== TASK TO CARRY OUT ==
From the first line to the last, write out the data below exactly.

======== EXCERPTED RECORDS

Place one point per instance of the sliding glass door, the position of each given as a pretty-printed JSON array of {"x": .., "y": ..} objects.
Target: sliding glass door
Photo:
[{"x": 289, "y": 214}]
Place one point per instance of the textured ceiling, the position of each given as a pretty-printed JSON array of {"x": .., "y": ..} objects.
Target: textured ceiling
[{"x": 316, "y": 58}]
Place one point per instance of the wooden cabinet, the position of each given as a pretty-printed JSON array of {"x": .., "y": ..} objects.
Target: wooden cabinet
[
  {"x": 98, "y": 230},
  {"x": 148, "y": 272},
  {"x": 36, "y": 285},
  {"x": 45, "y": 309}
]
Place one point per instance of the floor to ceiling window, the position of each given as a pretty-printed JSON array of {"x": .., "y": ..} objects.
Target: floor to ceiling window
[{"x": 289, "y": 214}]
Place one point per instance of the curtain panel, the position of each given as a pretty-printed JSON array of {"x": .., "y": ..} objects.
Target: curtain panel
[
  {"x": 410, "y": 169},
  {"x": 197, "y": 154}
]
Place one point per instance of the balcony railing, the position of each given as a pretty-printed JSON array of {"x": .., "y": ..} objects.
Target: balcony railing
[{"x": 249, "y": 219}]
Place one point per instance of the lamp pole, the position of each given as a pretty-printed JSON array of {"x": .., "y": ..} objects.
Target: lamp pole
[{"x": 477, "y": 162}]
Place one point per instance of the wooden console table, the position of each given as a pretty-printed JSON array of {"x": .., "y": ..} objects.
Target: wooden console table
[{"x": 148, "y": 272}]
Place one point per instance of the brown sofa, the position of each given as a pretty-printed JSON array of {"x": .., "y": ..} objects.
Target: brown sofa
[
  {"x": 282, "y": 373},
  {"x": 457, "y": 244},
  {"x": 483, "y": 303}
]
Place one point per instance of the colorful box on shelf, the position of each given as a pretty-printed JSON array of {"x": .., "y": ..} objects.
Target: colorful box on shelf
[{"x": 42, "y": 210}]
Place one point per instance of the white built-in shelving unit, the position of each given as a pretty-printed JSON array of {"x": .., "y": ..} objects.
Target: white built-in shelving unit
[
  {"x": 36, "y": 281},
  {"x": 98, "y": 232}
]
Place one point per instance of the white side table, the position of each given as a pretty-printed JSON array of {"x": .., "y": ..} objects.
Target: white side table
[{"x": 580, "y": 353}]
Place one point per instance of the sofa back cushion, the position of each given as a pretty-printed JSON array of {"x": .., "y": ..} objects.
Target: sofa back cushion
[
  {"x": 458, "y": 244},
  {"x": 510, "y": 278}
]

================

== SOLUTION ==
Place one point per instance of the sliding glass door, the position of each given as a pretty-printed JSON array of {"x": .., "y": ..} objects.
Target: sliding glass door
Photo:
[{"x": 289, "y": 214}]
Place one point per instance of the textured ceiling, the position of each given as a pretty-printed JSON array of {"x": .., "y": ..} objects.
Target: textured ceiling
[{"x": 316, "y": 58}]
Place one point per instance of the wooden cabinet, the position of each given as a pretty-printed JSON array of {"x": .., "y": ..} objects.
Target: wooden cabinet
[
  {"x": 98, "y": 230},
  {"x": 148, "y": 272},
  {"x": 36, "y": 285},
  {"x": 45, "y": 309}
]
Place one point per instance of the floor to ceiling window, the position of each given as a pretty-printed JSON array of {"x": .., "y": ..} objects.
Target: floor to ceiling window
[{"x": 289, "y": 214}]
Place one point per instance of the curtain panel, the position of each given as a pretty-printed JSON array of {"x": .., "y": ..} objects.
Target: curtain panel
[
  {"x": 410, "y": 169},
  {"x": 197, "y": 154}
]
Place one point per instance of the balcony railing, the position of each given as a pretty-printed JSON array of {"x": .., "y": ..} objects.
Target: balcony railing
[{"x": 249, "y": 219}]
Place one point per instance of the lamp pole, the position of each given as a pretty-printed JSON array of {"x": .., "y": ..} objects.
Target: lamp pole
[{"x": 477, "y": 162}]
Place one point per instance of the wooden console table, the position of each given as a pretty-printed JSON array of {"x": .., "y": ..} objects.
Target: wooden console table
[{"x": 148, "y": 272}]
Place one point per instance of the brown sofa, the position of each given as a pretty-printed JSON array of {"x": .., "y": ..} objects.
Target: brown sofa
[
  {"x": 282, "y": 373},
  {"x": 457, "y": 244},
  {"x": 483, "y": 303}
]
Place one point per instance of the colorful box on shelf, the position of each given as a pretty-printed JSON array of {"x": .., "y": ..} objects.
Target: colorful box on shelf
[{"x": 42, "y": 210}]
Place one point per instance of the white built-in shelving unit, the position of each given as a pretty-printed JSON array of {"x": .., "y": ..} objects.
Target: white built-in shelving unit
[
  {"x": 36, "y": 281},
  {"x": 98, "y": 232}
]
Place one point per instance of the white side table, the position of each given as a pretty-printed JSON array of {"x": .., "y": ..} objects.
Target: white side table
[{"x": 580, "y": 353}]
Place one point per instance of the sofa back cushion, the position of each given as a pretty-printed JSON array of {"x": .., "y": ..} objects.
Target: sofa back cushion
[
  {"x": 458, "y": 244},
  {"x": 510, "y": 278}
]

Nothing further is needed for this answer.